- _OBJECTIVE_:
Could you put the lines below into a JSON list of strings, with one string for each line and blank lines left out?

- _LISTED RECORDS_:

::::

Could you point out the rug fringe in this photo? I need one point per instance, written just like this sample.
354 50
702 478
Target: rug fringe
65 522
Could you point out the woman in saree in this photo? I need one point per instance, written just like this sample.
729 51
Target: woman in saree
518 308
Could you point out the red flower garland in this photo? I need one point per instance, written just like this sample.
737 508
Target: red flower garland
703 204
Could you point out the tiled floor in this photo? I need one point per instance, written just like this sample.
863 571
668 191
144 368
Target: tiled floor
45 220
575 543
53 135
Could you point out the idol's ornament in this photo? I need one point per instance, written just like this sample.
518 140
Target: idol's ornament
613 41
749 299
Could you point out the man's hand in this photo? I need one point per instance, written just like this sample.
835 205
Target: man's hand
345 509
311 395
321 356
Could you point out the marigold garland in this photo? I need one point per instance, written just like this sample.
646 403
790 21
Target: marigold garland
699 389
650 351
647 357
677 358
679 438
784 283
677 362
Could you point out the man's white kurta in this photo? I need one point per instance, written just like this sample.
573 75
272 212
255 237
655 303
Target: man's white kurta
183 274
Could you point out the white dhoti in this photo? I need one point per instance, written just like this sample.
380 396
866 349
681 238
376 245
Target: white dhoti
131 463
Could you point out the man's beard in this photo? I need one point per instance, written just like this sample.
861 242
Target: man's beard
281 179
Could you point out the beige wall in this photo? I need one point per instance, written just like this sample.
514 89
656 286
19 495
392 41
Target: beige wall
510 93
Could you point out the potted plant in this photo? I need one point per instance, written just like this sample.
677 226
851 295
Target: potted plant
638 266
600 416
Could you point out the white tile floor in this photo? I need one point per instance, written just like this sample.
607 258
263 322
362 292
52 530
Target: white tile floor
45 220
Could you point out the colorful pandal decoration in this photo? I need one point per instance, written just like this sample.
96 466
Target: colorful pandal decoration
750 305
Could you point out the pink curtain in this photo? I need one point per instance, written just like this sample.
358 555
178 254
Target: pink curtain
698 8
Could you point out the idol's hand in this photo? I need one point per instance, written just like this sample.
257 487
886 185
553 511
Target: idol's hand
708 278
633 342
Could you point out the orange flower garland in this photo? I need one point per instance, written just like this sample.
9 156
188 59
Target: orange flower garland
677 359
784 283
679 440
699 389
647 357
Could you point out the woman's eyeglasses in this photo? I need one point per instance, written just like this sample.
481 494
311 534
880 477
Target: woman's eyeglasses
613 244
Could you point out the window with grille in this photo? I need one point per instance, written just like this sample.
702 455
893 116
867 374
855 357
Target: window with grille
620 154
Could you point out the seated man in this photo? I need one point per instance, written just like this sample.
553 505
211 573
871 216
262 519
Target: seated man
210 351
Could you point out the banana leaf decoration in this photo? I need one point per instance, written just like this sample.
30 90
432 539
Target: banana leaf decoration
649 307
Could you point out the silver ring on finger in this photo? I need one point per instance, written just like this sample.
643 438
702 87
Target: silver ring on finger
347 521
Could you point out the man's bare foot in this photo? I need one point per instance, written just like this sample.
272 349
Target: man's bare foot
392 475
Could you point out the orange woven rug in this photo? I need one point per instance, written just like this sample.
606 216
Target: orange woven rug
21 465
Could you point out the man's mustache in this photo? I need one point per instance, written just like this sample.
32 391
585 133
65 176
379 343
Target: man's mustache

::::

- _SOLUTION TO THE EXERCISE_:
[
  "Could you point out the rug fringe in this photo? I need one point per instance, written just like this sample.",
  "354 50",
  "702 478",
  "Target: rug fringe",
  "65 522",
  "Could you point out the woman in saree in this photo? I need one point per instance, written just like this sample.",
  "729 51",
  "Target: woman in saree",
  "518 308",
  "Could you point out the red flower garland in this photo? I need one point per instance, written just like this sample.",
  "737 508",
  "Target: red flower garland",
  "703 204",
  "Could you point out the tiled floor in this photo? I need one point per instance, written just like this sample.",
  "863 571",
  "668 191",
  "144 368",
  "Target: tiled floor",
  "45 220",
  "575 543",
  "53 135",
  "Could you point out the idol's ornament in this photo? I need one point per instance, written just like this sample.",
  "518 140",
  "Target: idol's ornament",
  "613 41",
  "749 299",
  "Could you point out the man's hand in this photo? I need one point per instance, written just like this sample.",
  "835 205",
  "Target: man's hand",
  "345 509",
  "311 395",
  "321 356",
  "Could you point out the marigold garland in this photo? I need one point per instance, written just like this sample.",
  "646 403",
  "790 21",
  "Target: marigold garland",
  "699 389",
  "650 351",
  "647 357",
  "677 358",
  "679 438",
  "784 283",
  "677 362",
  "Could you point out the man's white kurta in this photo? I need one point per instance, written just like this sample.",
  "573 75",
  "272 212",
  "255 237",
  "655 303",
  "Target: man's white kurta",
  "183 274",
  "Could you point out the white dhoti in this photo? I need one point per instance, written just like this sample.",
  "380 396",
  "866 349",
  "681 238",
  "376 245",
  "Target: white dhoti",
  "131 463",
  "Could you point out the man's beard in this photo? I need one point per instance, written just like this sample.",
  "861 242",
  "Target: man's beard",
  "281 179",
  "Could you point out the beige wall in this photo? I need one point per instance, written just like this sample.",
  "514 89",
  "656 286",
  "19 495",
  "392 41",
  "Target: beige wall",
  "510 93",
  "Could you point out the potted plant in this photo? I need one point per instance, written just like this sample.",
  "677 226",
  "851 295",
  "Target: potted plant",
  "638 266",
  "600 416",
  "Could you point out the white tile floor in this photo? I need one point per instance, written just like this sample.",
  "607 258",
  "263 322",
  "362 292",
  "52 530",
  "Target: white tile floor",
  "45 220",
  "Could you point out the colorful pandal decoration in this photo? I need one point per instance, written just like this sample.",
  "96 466",
  "Target: colorful pandal decoration",
  "750 305",
  "Could you point out the pink curtain in this photo? I need one point per instance, written just like this sample.",
  "358 555",
  "178 254",
  "Target: pink curtain",
  "698 8",
  "Could you point out the idol's hand in this photo? I need one point per instance, written just like this sample.",
  "257 487",
  "886 185",
  "553 511",
  "Target: idol's hand",
  "708 278",
  "633 342",
  "Could you point out the orange flower garland in this photo? I need one point per instance, written just like this sample.",
  "9 156",
  "188 59",
  "Target: orange flower garland",
  "677 359",
  "784 283",
  "679 440",
  "699 389",
  "647 357",
  "Could you point out the woman's eyeglasses in this photo? I need one point per instance, written just like this sample.",
  "481 494",
  "311 534",
  "880 477",
  "Target: woman's eyeglasses",
  "613 244",
  "Could you point out the window with grille in this photo? I need one point per instance, written just like this sample.",
  "702 455",
  "893 116",
  "867 374",
  "855 357",
  "Target: window with grille",
  "620 154",
  "Could you point out the seated man in this photo? I need one point per instance, written just like this sample.",
  "553 505",
  "211 573",
  "871 216",
  "262 519",
  "Target: seated man",
  "210 351",
  "Could you point out the banana leaf decoration in this photo? I need one point per instance, written just like this sample.",
  "30 90",
  "432 539",
  "Target: banana leaf decoration",
  "649 307",
  "Could you point out the silver ring on finger in this photo? I need one point per instance, written just like this sample.",
  "643 438",
  "702 87",
  "Target: silver ring on finger",
  "347 521",
  "Could you point out the man's bare foot in this photo? I need one point per instance, written just like this sample.",
  "272 349",
  "Target: man's bare foot",
  "392 475",
  "Could you point out the orange woven rug in this photo? I need one point per instance, written just like this sample.",
  "606 216",
  "Target: orange woven rug",
  "21 465",
  "Could you point out the man's mustache in this photo? I need one point per instance, written just like this sample.",
  "32 391",
  "585 133",
  "65 176",
  "379 343",
  "Target: man's mustache"
]